**Brano proposto**
Altare della Confessione



Carissimi amici e lettori,

un interessante articolo molto profondo e stato scritto da Francesco G. Tolloi - e pubblicato nel 2016 su Rerum Liturgicarum e ripreso da diversi blog, anche noi che pubblichiamo questo delizioso lavoro ci complimentiamo con l'autore, per la precisione e la minuzie che ne esalta il racconto - di un singolare aspetto della Settimana Santa che si svolgeva a Roma in tempi non sospetti,  dove  fede e  tradizione non erano ancora messe all'indice da chi la doveva custodire e trasmetterla fedelmente. (A.P)




Una breve premessa.


Tra le innumerevoli cerimonie che si susseguivano serratamente durante la Settimana santa in Roma, merita particolare attenzione – non fosse altro per la curiosità che era in grado di suscitare – l’abluzione dell’altare papale che veniva compiuta la sera del Giovedì santo nella Basilica vaticana. L’anonimo autore di un piccolo volume , ai primi del Novecento, dedicato proprio a questo particolare costume liturgico, ci riferisce che – fin dalle testimonianze da lui consultate – il concorso di fedeli era tale da rendere persino difficoltoso il passaggio del clero che si dirigeva all’altare per il compimento di questa cerimonia: talmente numerosa era la moltitudine che esso si vedeva costretto ad aprirsi materialmente il varco tra le ali di folla [1]. L’allora popolarissimo periodico «La Tribuna Ilustrata della Domenica», volle – nel 1898 – pubblicare una dettagliata incisione a colori di Romagnoli e Zaniboni, laddove si notano i fedeli assiepati fino alle immediatissime vicinanze del basamento delle colonne berniniane [2]. Altrettanto – sebbene con un’incisione, questa volta, in bianco e nero presa da un “disegno dal vero “ di D. Paolocci – si evince da «L’illustrazione popolare».

**Dati archiviati**

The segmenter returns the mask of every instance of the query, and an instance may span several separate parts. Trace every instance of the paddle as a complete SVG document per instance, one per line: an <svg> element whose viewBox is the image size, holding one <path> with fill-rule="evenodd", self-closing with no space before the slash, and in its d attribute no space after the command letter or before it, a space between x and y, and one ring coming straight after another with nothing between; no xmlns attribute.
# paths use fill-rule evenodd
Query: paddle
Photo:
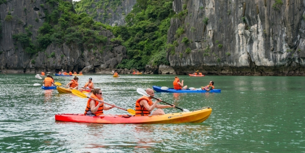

**Istruzioni dell'esercizio**
- a) Rispondi in base al brano sull'abluzione dell'altare papale:
(i) In quale anno e su quale sito fu pubblicato l'articolo di Francesco G. Tolloi?
(ii) In quale basilica e in quale sera si compiva l'abluzione dell'altare papale?
(iii) In quale anno «La Tribuna Ilustrata della Domenica» pubblicò l'incisione a colori di Romagnoli e Zaniboni?
- b) Trascrivi dal brano proposto il passo che comincia con "Carissimi amici e" e prosegue fino a "Una breve premessa.".
Le righe non sono necessarie per svolgere l'esercizio.

**Soluzioni dell'esercizio**
- a)
(i) Nel 2016, su Rerum Liturgicarum.
(ii) Nella Basilica vaticana, la sera del Giovedì santo.
(iii) Nel 1898.

- b)
Carissimi amici e lettori,

un interessante articolo molto profondo e stato scritto da Francesco G. Tolloi - e pubblicato nel 2016 su Rerum Liturgicarum e ripreso da diversi blog, anche noi che pubblichiamo questo delizioso lavoro ci complimentiamo con l'autore, per la precisione e la minuzie che ne esalta il racconto - di un singolare aspetto della Settimana Santa che si svolgeva a Roma in tempi non sospetti,  dove  fede e  tradizione non erano ancora messe all'indice da chi la doveva custodire e trasmetterla fedelmente. (A.P)




Una breve premessa.